PROBLEM TO SOLVE
Copy out the lines of the records below, from the line holding "In the picture above, where can the tree" through the end of the records, inclusive, and leave the pictures out of your copy.

EXCERPTED RECORDS
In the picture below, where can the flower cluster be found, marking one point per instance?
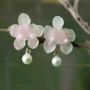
(24, 31)
(27, 32)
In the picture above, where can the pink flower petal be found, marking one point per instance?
(60, 37)
(58, 22)
(38, 29)
(13, 30)
(19, 44)
(48, 32)
(49, 46)
(33, 43)
(24, 19)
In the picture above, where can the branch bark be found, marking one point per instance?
(73, 10)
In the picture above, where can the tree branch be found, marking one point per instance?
(73, 10)
(4, 30)
(75, 7)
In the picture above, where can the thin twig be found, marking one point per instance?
(75, 7)
(72, 10)
(4, 30)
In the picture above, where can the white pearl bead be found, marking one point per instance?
(56, 61)
(26, 58)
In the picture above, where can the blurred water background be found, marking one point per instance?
(73, 74)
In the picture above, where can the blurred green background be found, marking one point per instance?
(73, 74)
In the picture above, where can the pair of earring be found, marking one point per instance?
(53, 36)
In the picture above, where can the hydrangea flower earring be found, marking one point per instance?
(57, 35)
(24, 31)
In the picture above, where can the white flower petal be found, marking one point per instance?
(19, 44)
(38, 29)
(33, 43)
(24, 19)
(66, 48)
(58, 22)
(49, 46)
(13, 29)
(47, 31)
(70, 34)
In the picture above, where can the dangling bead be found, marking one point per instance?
(56, 61)
(27, 58)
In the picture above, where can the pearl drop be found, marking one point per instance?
(26, 58)
(56, 61)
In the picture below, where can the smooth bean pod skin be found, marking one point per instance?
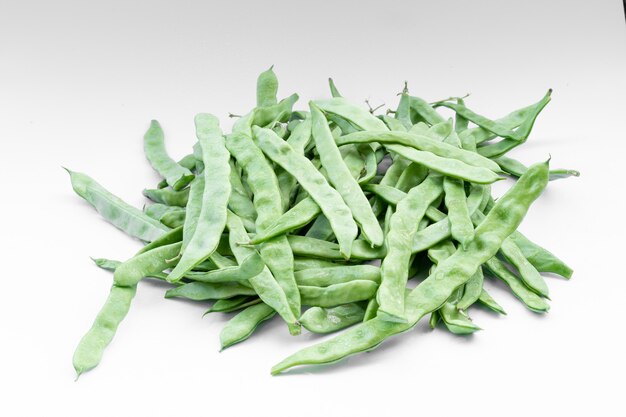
(322, 277)
(329, 200)
(266, 88)
(276, 253)
(240, 327)
(228, 305)
(341, 178)
(337, 294)
(461, 226)
(356, 115)
(394, 267)
(168, 196)
(517, 169)
(201, 291)
(175, 175)
(541, 258)
(120, 214)
(501, 221)
(447, 166)
(91, 347)
(264, 283)
(215, 196)
(142, 265)
(422, 143)
(327, 320)
(518, 135)
(527, 297)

ANSWER
In the picture above, where can the tree branch be found, marking one point per instance?
(73, 10)
(4, 30)
(75, 7)
In the picture above, where can the thin twig be found, marking one point per instance?
(75, 7)
(72, 10)
(4, 30)
In the picture above, where can the white pearl bead be found, marking one point per instance?
(56, 61)
(26, 58)
In the picture above, where can the blurred water background be found, marking one point per instance?
(73, 74)
In the picture above, where can the blurred green background be found, marking one point per instance?
(73, 74)
In the picture above, where can the pair of earring be found, marking one point per instance?
(53, 36)
In the picture above, where can the hydrangea flower earring be found, marking one point per instance?
(57, 35)
(24, 31)
In the picture above, where can the white flower petal be found, marking one point per instance?
(19, 44)
(38, 29)
(33, 43)
(24, 19)
(66, 48)
(58, 22)
(49, 46)
(13, 29)
(47, 31)
(70, 34)
In the picture above, where can the dangling bead be found, marking one point per instance?
(56, 61)
(27, 58)
In the picture above, where can the pearl drop be found, marking one point per instance?
(26, 58)
(56, 61)
In the picture below, where can the smooth bean pod skin be found, marking one point per instance?
(322, 277)
(329, 200)
(266, 88)
(276, 253)
(240, 327)
(228, 305)
(341, 178)
(337, 294)
(461, 226)
(356, 115)
(394, 267)
(168, 196)
(517, 169)
(201, 291)
(175, 175)
(541, 258)
(120, 214)
(501, 221)
(447, 166)
(91, 347)
(264, 283)
(215, 196)
(142, 265)
(422, 143)
(327, 320)
(518, 135)
(527, 297)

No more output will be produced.